● **What this task involves**:
List each line of the records below that contains the string "person". Case counts.

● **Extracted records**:
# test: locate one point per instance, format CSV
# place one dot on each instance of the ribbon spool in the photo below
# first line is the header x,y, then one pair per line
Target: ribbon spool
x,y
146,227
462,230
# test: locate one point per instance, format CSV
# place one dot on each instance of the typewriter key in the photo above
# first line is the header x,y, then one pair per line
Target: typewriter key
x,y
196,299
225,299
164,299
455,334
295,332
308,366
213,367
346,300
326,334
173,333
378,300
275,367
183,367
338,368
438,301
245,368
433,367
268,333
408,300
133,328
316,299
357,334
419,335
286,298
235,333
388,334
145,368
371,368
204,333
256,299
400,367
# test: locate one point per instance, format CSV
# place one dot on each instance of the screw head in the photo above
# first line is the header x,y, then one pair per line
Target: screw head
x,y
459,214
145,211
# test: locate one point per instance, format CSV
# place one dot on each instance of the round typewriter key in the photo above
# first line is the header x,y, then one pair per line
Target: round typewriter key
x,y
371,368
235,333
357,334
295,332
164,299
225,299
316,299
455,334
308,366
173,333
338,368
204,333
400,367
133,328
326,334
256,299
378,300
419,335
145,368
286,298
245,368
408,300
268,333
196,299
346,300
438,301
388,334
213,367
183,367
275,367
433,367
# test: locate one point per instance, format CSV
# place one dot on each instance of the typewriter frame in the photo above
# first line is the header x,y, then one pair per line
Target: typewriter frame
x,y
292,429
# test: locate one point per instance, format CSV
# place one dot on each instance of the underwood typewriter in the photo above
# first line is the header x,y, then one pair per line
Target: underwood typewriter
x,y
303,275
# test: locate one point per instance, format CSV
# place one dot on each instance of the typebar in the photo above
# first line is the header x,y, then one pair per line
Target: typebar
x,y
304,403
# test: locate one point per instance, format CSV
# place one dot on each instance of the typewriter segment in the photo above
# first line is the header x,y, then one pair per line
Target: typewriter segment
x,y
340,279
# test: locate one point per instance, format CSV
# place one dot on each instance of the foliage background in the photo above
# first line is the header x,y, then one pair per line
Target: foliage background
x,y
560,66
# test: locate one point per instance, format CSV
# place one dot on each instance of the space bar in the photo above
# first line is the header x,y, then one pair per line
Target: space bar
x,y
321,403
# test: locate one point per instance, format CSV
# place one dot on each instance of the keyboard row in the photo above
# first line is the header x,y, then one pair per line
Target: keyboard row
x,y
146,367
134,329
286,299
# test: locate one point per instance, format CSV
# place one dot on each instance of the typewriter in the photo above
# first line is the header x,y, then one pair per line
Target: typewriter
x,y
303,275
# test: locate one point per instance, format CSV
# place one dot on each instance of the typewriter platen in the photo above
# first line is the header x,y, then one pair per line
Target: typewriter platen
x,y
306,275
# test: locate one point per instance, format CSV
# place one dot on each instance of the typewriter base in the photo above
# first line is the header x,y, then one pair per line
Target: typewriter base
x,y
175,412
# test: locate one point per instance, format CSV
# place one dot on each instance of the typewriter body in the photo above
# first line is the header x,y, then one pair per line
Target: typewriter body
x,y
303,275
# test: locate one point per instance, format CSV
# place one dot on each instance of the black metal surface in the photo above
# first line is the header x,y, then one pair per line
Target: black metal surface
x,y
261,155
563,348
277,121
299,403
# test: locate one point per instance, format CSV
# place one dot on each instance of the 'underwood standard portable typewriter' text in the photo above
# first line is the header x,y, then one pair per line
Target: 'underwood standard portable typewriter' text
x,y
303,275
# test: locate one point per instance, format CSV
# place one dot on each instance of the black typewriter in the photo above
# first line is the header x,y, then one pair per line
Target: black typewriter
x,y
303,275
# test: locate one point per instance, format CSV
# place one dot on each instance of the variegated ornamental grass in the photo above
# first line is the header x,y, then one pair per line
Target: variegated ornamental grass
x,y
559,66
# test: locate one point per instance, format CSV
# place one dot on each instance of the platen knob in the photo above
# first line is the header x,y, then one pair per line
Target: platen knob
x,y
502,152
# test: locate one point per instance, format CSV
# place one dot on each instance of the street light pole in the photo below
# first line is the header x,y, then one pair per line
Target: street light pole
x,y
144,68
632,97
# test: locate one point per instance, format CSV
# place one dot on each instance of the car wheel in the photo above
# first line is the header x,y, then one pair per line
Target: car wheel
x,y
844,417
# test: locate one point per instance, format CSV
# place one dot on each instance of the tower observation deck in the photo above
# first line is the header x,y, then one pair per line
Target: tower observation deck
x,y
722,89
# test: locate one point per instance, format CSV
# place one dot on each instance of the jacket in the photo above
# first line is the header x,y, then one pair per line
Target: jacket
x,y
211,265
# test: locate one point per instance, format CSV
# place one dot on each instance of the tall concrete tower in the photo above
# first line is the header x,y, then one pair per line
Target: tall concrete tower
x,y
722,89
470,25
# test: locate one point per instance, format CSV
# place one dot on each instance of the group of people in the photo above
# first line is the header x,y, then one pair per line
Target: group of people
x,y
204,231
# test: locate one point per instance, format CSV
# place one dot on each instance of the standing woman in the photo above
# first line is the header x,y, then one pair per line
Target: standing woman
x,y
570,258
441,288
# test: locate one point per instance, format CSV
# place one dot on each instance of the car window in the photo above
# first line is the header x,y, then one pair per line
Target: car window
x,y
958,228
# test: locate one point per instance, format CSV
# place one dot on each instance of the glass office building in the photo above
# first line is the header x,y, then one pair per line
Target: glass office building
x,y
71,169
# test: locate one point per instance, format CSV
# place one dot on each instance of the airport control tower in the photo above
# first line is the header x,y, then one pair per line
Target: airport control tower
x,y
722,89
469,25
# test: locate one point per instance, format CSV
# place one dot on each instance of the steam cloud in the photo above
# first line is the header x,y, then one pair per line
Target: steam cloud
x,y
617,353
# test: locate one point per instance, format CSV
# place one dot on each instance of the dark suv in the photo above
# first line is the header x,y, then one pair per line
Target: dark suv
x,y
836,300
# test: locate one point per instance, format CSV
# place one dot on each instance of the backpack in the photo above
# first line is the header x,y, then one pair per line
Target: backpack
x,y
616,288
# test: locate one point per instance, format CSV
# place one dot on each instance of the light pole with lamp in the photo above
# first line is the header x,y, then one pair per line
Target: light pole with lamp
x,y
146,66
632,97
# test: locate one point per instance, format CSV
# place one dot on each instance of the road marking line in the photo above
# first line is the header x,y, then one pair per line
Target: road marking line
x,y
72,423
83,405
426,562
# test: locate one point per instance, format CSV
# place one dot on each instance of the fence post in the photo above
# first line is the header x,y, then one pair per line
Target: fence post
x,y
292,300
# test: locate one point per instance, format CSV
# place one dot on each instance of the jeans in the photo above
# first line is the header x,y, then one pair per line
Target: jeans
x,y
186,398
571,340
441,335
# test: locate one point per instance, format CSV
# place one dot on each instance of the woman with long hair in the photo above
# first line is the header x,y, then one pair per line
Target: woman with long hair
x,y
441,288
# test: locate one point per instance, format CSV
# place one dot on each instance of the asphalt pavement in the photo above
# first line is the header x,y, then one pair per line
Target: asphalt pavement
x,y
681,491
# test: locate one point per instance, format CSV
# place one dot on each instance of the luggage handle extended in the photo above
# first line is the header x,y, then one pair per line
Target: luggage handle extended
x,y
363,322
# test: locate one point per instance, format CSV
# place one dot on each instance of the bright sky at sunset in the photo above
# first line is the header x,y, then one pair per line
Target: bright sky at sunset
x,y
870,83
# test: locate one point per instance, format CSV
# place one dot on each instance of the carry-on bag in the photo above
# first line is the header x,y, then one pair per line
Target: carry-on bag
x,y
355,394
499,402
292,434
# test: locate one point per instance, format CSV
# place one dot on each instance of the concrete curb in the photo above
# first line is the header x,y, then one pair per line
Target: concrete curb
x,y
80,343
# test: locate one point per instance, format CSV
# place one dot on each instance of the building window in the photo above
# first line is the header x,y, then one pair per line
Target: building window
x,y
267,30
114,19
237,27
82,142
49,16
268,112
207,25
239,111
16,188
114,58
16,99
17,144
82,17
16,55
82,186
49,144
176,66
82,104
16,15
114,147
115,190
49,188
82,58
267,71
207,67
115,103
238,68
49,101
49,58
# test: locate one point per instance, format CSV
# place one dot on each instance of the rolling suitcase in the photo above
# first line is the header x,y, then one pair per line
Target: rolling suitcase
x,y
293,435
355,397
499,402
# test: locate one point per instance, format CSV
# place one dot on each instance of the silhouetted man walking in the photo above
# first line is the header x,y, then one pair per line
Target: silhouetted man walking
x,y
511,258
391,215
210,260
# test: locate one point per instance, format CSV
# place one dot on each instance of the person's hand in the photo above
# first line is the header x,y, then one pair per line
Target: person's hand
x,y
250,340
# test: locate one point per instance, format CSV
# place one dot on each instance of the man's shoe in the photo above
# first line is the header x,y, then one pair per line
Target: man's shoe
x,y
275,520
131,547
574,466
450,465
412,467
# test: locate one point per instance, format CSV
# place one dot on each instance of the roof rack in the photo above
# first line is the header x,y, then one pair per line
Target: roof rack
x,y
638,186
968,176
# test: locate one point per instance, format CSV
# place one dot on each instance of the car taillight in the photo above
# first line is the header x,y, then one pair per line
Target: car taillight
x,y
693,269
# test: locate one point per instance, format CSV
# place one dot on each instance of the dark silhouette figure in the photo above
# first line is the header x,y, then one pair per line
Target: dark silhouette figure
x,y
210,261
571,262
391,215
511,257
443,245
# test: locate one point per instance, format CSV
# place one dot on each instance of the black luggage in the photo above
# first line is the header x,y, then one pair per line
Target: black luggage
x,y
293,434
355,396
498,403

● **Final result**:
# place one dot on each instance of the person's hand in the photo above
Target: person's hand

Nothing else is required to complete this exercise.